▸ OBIETTIVO 1:
Stabilisci se ciascuna affermazione concorda con il brano fornito, rispondendo sì o no e citando testualmente le parole del brano che lo dimostrano: (a) nel patto Sala-Renzi c'è una ricognizione di risorse note; (b) chi risponde nell'intervista ha l'obiettivo che Sala fallisca; (c) chi ha votato per Sala è la metà della città.

(...) Ma il punto è che Milano è la locomotiva d'Italia, deve trovare una sua indipendenza, il governo deve sostenerla, non dare quattro aiutini, cose calate dall'alto. Si erano addirittura scordati del post Expo nella Finanziaria».
I Patti fra governo e Comune non le piacciono.
«Con i patti si mettono sul tavolo dei processi. Quando ero a Palazzo Marino con Albertini, c'era un disegno di Milano su Milano. Venne Prodi, si realizzò e oggi si vede. La sudditanza è invece il limite di questa giunta. Nel patto Sala-Renzi c'è una ricognizione di risorse note e una promessa di risorse che dubito si possano trovare».
Ha annunciato che vuol fare un tagliando a Sala. Che significa?
«Un metodo, intanto: ascoltare la città. Lo inviteremo a parlare, non è un'azione ostile ma di sano dialogo. Io non ho l'obiettivo che Sala fallisca ma la giunta deve essere pressata. Sala aveva un'agenda preparata dalla sinistra. Si è dimostrata non all'altezza e ora usa la nostra su tutti i temi. Mi fa piacere, non sono arrabbiato, ma chi ha votato per lui è un quarto della città. Un po' di umiltà sarebbe importante».
Cosa dovrebbe fare?
«Sugli Scali ferroviari abbiamo lavorato per arricchire la delibera, introducendo la circle line e il dibattuto pubblico. E loro lo traducono in tre giorni di convegno, una roba elitaria di archistar possibilmente di sinistra che vengono a raccontare come la vedono. Ma il dibattito è ascolto strutturato, zona per zona, è sentire il buon senso, le associazioni di commercianti, come il débat public in Francia: c'è un'opera? Si ascolta la società in modo organizzato, non è una presa in giro. Chiudersi e ascoltare solo partiti e lobby un grosso errore».
Dipende da riflessi elitari o da più corposi interessi?
«Entrambe le cose. C'è un elettorato elitario cui Sala risponde. Immagino che sarà chiaro che dietro ci sono anche interessi specifici che hanno guidato la giunta».
Che voto dà a Sala?

▸ INSIEME DI DATI:
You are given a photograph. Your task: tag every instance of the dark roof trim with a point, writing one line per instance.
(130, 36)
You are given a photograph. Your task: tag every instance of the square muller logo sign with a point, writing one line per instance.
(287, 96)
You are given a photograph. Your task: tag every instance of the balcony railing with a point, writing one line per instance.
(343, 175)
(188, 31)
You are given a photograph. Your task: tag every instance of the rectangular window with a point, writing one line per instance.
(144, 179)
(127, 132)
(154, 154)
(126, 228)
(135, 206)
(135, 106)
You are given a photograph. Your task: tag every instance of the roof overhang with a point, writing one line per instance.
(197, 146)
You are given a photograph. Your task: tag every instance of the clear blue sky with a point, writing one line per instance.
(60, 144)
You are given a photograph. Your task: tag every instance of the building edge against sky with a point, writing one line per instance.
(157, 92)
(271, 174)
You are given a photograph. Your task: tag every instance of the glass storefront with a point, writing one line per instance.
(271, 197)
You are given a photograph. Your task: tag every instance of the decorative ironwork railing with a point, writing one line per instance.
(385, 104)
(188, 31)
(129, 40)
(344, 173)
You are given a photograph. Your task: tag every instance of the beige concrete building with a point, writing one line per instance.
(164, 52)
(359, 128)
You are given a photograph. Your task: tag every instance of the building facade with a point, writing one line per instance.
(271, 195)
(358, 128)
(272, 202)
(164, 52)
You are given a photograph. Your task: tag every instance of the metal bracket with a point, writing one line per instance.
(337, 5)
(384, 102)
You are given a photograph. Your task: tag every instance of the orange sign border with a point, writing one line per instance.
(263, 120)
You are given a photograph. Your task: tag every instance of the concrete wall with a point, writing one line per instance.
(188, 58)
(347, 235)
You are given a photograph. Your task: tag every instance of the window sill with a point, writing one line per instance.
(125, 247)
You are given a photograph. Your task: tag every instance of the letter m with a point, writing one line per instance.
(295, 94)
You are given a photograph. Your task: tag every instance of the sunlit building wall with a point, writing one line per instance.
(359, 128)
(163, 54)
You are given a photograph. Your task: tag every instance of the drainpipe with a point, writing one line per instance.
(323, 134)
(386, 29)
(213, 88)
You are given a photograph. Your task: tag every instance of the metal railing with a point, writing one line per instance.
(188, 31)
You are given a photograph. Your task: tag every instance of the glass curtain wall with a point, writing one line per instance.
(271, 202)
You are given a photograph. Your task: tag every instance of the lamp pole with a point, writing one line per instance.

▸ OBIETTIVO 2:
Riporta senza modifiche le righe dell'insieme di dati, partendo da quella che contiene "of the beige" e arrivando fino all'ultima riga dei dati, entrambe comprese.

▸ SOLUZIONE SCRITTA 1:
(a) Sì: «Nel patto Sala-Renzi c'è una ricognizione di risorse note e una promessa di risorse che dubito si possano trovare».
(b) No: «Io non ho l'obiettivo che Sala fallisca ma la giunta deve essere pressata».
(c) No: «chi ha votato per lui è un quarto della città».

▸ SOLUZIONE SCRITTA 2:
You are given a photograph. Your task: tag every instance of the beige concrete building with a point, writing one line per instance.
(164, 52)
(359, 128)
You are given a photograph. Your task: tag every instance of the building facade with a point, writing one line per instance.
(271, 195)
(358, 128)
(272, 202)
(164, 52)
You are given a photograph. Your task: tag every instance of the metal bracket with a point, writing one line per instance.
(337, 5)
(384, 102)
You are given a photograph. Your task: tag every instance of the orange sign border with a point, writing one line per instance.
(263, 120)
You are given a photograph. Your task: tag every instance of the concrete wall with a point, writing one line per instance.
(188, 58)
(347, 235)
You are given a photograph. Your task: tag every instance of the window sill with a point, writing one line per instance.
(125, 247)
You are given a photograph. Your task: tag every instance of the letter m with a point, writing one line per instance.
(295, 94)
You are given a photograph. Your task: tag every instance of the sunlit building wall with a point, writing one line per instance.
(359, 128)
(163, 54)
You are given a photograph. Your task: tag every instance of the drainpipe with a point, writing one line per instance.
(323, 134)
(386, 29)
(213, 88)
You are given a photograph. Your task: tag every instance of the metal railing with a point, writing one line per instance.
(188, 31)
You are given a photograph. Your task: tag every instance of the glass curtain wall with a point, writing one line per instance.
(271, 202)
You are given a photograph. Your task: tag every instance of the lamp pole with a point, writing one line per instance.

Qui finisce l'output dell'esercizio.